- [EXERCISE REQUIREMENTS] Copy the lines between the line containing "for every instance of the white building, set" and the line containing "(1189, 125)", inclusive, and leave the request text unchanged. In the answers, multiply each point coordinate by 0.75 and round it to a whole number, with halves rounded up.

[Labeled-object pointing items]
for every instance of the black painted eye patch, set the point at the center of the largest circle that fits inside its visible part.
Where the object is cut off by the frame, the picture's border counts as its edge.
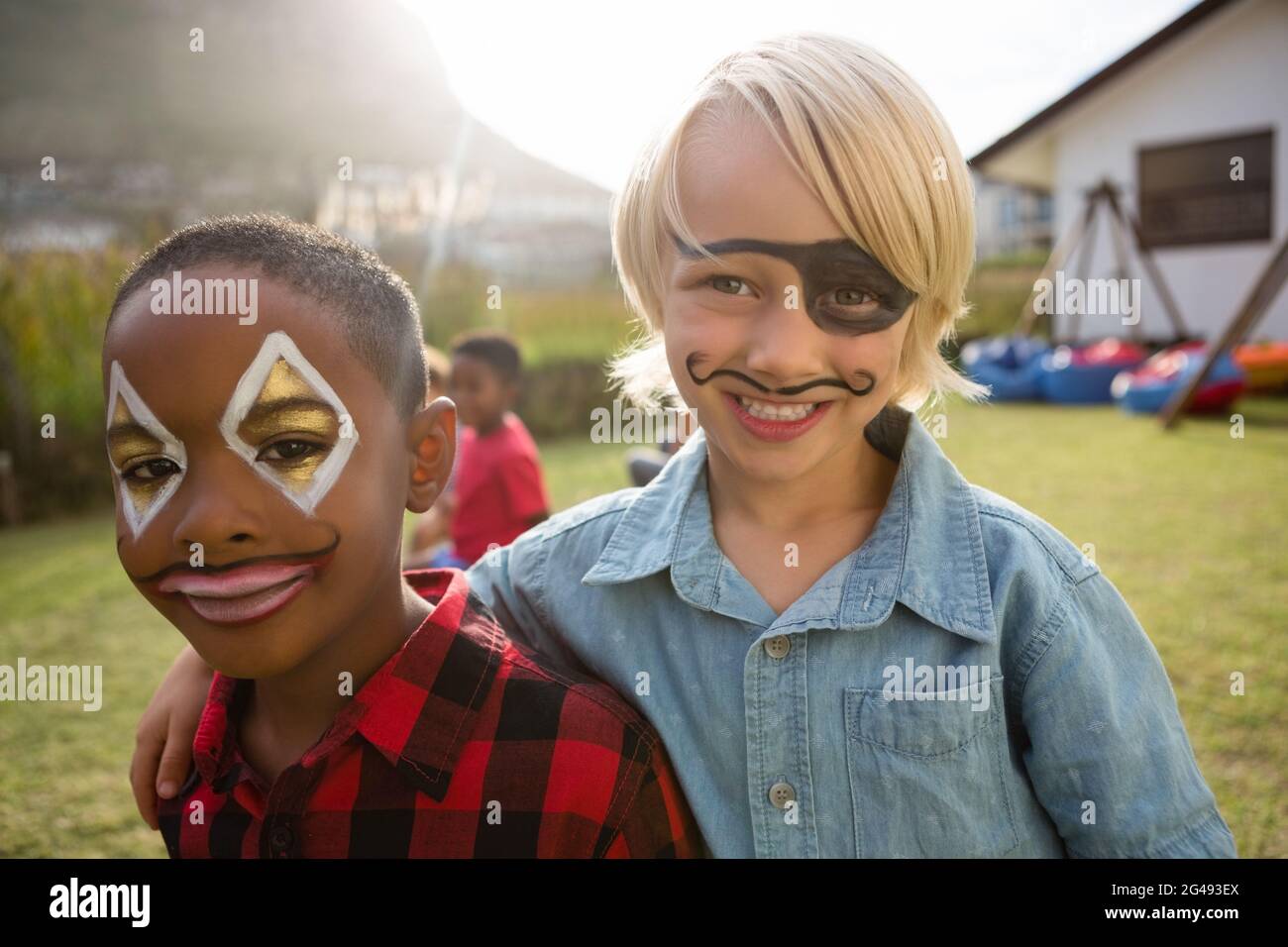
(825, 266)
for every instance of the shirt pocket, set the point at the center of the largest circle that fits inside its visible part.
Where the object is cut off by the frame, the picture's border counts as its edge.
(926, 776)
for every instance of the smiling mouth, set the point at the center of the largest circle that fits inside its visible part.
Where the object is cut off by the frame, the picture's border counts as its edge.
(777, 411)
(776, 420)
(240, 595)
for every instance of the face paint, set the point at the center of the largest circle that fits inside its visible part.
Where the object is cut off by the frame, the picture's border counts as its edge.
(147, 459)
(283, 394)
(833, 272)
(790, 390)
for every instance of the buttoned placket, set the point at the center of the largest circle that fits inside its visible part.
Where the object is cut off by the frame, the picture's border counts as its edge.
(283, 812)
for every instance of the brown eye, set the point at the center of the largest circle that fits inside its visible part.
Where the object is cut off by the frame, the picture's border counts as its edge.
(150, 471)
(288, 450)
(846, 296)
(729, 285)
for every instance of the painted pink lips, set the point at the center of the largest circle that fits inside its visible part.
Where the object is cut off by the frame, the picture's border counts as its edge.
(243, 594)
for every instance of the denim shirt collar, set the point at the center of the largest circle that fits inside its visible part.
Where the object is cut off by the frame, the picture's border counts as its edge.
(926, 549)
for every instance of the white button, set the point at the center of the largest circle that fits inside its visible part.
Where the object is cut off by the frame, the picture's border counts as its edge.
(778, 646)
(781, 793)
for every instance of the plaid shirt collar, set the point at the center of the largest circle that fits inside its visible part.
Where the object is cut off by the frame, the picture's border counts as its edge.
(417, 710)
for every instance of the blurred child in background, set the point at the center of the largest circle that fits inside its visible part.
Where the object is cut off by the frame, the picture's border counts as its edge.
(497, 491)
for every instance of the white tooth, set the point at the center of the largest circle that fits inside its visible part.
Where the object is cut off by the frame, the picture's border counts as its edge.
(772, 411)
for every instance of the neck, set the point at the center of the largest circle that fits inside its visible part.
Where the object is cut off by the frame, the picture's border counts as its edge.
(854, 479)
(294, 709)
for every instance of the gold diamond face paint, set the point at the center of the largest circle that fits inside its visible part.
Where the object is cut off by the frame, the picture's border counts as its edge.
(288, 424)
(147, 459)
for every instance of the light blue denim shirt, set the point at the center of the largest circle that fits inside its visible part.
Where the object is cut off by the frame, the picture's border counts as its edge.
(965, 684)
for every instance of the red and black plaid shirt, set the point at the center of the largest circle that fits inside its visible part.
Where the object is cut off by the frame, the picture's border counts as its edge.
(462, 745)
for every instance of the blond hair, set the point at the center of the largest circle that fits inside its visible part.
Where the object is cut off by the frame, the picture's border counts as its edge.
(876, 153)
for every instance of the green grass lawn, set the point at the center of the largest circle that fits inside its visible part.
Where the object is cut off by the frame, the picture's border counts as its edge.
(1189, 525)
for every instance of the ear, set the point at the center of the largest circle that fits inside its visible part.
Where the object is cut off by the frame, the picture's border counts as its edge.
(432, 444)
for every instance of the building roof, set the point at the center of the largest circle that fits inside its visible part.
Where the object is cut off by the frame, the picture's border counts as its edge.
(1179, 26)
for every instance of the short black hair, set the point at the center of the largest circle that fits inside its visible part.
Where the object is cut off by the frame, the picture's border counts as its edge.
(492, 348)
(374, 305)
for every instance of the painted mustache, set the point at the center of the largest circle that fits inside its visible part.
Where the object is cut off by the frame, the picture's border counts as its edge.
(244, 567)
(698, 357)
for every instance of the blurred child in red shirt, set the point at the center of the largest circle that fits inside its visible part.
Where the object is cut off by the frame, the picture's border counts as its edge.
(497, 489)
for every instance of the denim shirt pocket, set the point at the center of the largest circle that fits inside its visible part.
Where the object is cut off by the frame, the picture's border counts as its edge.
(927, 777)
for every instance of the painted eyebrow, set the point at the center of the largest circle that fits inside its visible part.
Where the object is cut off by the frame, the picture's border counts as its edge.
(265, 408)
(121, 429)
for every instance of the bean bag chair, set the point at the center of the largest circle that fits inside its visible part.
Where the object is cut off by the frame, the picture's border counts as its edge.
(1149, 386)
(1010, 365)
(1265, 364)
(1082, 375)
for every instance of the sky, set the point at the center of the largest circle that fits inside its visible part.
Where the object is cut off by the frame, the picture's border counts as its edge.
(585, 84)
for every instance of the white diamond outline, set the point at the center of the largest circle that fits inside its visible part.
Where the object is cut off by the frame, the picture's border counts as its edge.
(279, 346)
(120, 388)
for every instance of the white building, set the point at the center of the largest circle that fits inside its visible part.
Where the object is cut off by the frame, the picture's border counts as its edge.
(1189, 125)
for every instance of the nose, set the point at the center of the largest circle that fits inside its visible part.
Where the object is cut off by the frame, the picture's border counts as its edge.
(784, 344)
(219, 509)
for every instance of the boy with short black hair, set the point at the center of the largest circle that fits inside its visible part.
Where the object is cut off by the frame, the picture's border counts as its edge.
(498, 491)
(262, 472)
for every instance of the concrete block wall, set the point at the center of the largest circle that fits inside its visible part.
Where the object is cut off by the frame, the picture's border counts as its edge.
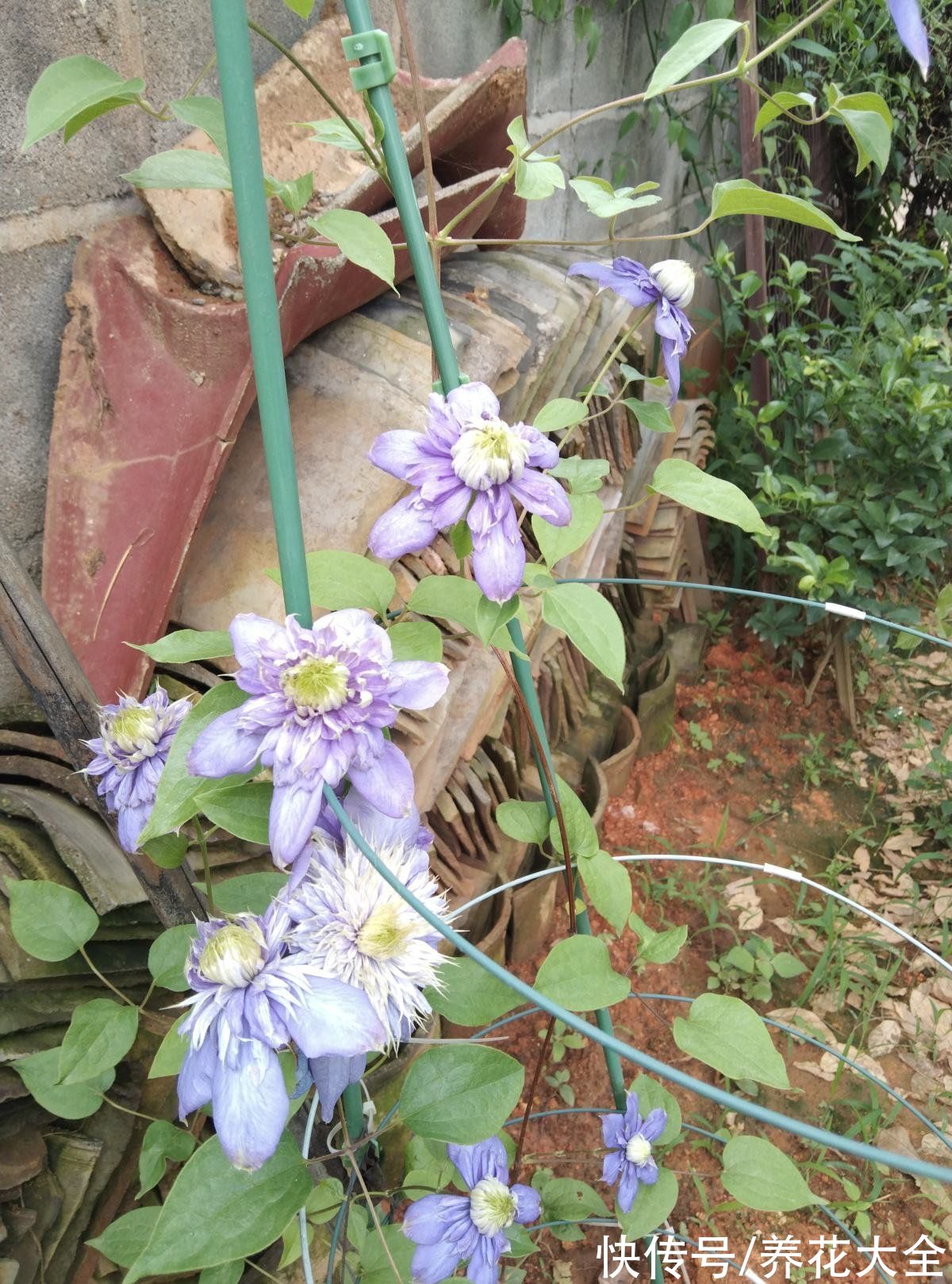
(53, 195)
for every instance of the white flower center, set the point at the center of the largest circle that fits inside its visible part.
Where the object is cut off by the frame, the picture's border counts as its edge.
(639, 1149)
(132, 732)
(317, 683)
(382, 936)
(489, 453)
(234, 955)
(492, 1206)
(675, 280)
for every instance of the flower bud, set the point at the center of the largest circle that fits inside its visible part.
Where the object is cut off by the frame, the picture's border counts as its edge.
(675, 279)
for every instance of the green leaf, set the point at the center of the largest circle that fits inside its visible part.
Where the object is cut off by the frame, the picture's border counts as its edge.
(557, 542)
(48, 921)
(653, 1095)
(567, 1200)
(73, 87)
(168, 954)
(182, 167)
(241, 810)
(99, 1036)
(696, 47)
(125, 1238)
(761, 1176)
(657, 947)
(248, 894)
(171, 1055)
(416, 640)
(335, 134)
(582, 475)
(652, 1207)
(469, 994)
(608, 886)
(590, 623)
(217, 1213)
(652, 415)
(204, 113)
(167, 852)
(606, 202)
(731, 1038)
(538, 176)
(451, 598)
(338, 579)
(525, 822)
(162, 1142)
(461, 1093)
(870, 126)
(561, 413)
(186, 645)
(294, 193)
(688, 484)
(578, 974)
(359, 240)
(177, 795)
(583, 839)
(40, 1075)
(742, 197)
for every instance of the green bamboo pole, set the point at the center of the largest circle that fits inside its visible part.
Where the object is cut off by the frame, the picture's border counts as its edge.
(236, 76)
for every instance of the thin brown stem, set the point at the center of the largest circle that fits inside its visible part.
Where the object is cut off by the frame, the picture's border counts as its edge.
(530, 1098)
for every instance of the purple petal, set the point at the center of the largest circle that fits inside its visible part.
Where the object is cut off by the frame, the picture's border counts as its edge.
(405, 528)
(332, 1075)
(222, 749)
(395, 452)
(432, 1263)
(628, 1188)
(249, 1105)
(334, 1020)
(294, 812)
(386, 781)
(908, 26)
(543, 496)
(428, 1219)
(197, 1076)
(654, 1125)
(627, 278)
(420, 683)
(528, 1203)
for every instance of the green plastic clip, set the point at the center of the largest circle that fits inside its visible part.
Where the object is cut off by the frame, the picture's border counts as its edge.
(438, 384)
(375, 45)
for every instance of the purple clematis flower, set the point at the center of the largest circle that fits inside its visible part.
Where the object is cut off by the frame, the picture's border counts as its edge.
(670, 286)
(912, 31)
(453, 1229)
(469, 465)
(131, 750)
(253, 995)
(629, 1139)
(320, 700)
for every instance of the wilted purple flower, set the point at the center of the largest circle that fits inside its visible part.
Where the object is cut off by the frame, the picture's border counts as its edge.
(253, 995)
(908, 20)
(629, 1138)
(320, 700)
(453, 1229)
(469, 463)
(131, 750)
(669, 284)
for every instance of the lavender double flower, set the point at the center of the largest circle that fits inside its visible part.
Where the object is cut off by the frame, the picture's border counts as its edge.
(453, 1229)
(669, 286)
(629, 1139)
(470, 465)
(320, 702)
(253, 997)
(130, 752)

- [THE RESULT]
for every instance of the white building, set the point at the center of the largest circle that fits inside its visible part.
Where the object is cut off by the frame, the picture's border counts as its edge.
(892, 94)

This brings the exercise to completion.